# DIRECTIONS FOR THIS TASK:
An identical copy of every entry below is the required output.
----- DATA
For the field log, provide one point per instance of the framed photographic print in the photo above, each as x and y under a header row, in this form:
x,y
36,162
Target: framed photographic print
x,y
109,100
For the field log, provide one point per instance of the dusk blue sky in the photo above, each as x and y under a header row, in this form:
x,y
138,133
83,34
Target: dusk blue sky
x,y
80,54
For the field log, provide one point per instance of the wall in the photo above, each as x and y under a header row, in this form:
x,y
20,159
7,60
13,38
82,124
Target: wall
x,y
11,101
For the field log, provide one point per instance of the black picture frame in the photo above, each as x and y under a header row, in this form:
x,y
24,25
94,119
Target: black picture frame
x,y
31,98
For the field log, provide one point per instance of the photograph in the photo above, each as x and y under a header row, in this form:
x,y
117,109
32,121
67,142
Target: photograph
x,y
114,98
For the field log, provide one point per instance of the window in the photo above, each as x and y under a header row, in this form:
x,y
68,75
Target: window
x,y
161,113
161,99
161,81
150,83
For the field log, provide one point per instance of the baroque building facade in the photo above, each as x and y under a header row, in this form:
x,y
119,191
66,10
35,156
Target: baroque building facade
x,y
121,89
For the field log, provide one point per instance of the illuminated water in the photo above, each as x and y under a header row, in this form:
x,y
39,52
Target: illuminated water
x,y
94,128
----------
# SOLUTION:
For the field log, provide one point per instance of the framed photographic print in the photo above, each as x and y under a header row, in this form:
x,y
36,162
Target: framed photographic print
x,y
109,100
For the field log, provide one point per instance of the dusk blue sky in the photo above, each as x and y under a header row, in this form:
x,y
138,133
83,34
Target: dusk blue sky
x,y
80,54
For the field log, provide one point per instance of the wall in the photo above, each as x and y under a header row, in this form:
x,y
20,159
7,60
13,38
82,124
Target: wall
x,y
11,101
For the field log, provide one point per instance of the black picture frame in the photo above, each as x and y under a header row, in this form:
x,y
24,25
94,119
Target: black picture frame
x,y
31,98
For the field log, provide one point per instance of the photograph in the photo above, each as x and y under a header row, in this form:
x,y
117,109
32,121
67,142
Target: photograph
x,y
114,98
For the field log, provide one point per instance of the window in the photo above, each as x and y under a header row, in this form:
x,y
68,75
Target: window
x,y
161,113
161,99
161,81
150,83
For the field log, provide one point per instance of the baroque building facade in the photo above, each as x and y under a header row, in this form:
x,y
119,191
66,10
35,156
Target: baroque building facade
x,y
121,89
For the field log, provide one point per instance of the illuminated water in the photo above, each as x and y under a header row, in this form:
x,y
39,52
Target: illuminated water
x,y
94,128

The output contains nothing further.